## Stated goal
Move every coordinate in the answers by adding 6 to it, and write out again all the lines from the first one through the line containing "143 44 L 138", inclusive, with the requests included.
* * * * *
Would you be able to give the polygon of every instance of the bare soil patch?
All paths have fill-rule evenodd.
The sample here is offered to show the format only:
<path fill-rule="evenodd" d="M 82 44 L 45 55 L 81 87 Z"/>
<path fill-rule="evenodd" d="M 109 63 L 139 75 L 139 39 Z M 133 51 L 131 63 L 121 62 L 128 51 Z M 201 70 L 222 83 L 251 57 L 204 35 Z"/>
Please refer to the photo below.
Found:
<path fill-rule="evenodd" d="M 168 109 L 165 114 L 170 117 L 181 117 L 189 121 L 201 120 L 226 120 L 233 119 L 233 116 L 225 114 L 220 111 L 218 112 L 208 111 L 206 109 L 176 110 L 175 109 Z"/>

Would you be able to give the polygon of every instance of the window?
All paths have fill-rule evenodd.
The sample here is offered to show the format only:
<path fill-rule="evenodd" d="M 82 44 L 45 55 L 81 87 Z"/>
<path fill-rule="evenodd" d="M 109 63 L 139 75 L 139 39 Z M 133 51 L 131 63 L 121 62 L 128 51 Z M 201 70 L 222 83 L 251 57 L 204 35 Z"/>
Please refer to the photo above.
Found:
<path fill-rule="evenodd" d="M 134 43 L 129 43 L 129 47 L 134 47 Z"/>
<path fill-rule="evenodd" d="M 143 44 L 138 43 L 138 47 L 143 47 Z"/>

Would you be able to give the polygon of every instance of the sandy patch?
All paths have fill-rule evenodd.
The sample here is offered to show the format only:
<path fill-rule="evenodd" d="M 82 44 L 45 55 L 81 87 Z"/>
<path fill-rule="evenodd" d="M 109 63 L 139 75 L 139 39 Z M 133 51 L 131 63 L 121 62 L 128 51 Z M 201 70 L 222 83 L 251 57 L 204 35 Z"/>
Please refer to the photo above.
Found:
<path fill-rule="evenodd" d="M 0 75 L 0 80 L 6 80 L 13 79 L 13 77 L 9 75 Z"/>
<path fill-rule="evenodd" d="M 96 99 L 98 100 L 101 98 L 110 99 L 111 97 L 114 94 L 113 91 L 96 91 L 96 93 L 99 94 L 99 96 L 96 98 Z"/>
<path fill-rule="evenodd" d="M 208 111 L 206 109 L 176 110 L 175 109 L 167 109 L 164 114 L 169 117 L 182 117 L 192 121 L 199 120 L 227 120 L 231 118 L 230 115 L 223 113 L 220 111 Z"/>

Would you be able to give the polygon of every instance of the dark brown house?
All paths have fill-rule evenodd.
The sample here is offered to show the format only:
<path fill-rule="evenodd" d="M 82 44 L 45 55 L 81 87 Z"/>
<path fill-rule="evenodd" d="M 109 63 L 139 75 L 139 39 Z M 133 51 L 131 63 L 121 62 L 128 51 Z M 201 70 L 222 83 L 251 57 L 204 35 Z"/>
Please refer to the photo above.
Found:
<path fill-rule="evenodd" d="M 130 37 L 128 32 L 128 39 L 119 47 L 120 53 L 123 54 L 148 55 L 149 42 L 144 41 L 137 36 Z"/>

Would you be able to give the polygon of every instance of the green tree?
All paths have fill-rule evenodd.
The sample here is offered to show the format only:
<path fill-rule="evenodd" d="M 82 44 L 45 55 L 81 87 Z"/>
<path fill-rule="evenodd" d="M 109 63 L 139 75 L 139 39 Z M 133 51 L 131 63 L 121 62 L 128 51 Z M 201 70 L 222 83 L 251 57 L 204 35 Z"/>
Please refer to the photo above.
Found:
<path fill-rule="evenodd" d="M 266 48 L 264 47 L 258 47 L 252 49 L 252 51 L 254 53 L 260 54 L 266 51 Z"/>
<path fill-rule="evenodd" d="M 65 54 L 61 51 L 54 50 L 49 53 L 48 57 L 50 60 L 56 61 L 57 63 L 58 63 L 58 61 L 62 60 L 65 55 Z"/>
* * * * *
## Full solution
Would you be able to give the polygon of every instance of the bare soil patch?
All paths have fill-rule evenodd.
The sample here is offered to show the format only:
<path fill-rule="evenodd" d="M 82 44 L 45 55 L 81 87 Z"/>
<path fill-rule="evenodd" d="M 109 63 L 139 75 L 139 39 Z M 133 51 L 131 63 L 121 62 L 128 51 Z M 201 70 L 222 83 L 251 57 L 204 35 Z"/>
Please refer to the photo below.
Found:
<path fill-rule="evenodd" d="M 174 115 L 171 120 L 176 123 L 187 123 L 195 127 L 207 126 L 232 126 L 239 125 L 239 122 L 231 120 L 226 117 L 224 118 L 214 117 L 212 115 L 182 116 L 181 115 Z"/>

Would you be able to give the polygon of every instance of the window?
All paths have fill-rule evenodd.
The sample here is offered to show the format only:
<path fill-rule="evenodd" d="M 82 44 L 45 55 L 81 87 Z"/>
<path fill-rule="evenodd" d="M 109 63 L 139 75 L 139 39 Z M 133 51 L 131 63 L 121 62 L 128 51 Z M 201 70 L 222 83 L 251 57 L 204 35 Z"/>
Please refer to the photo above.
Found:
<path fill-rule="evenodd" d="M 140 49 L 135 49 L 135 53 L 140 53 Z"/>
<path fill-rule="evenodd" d="M 149 50 L 144 49 L 144 53 L 149 53 Z"/>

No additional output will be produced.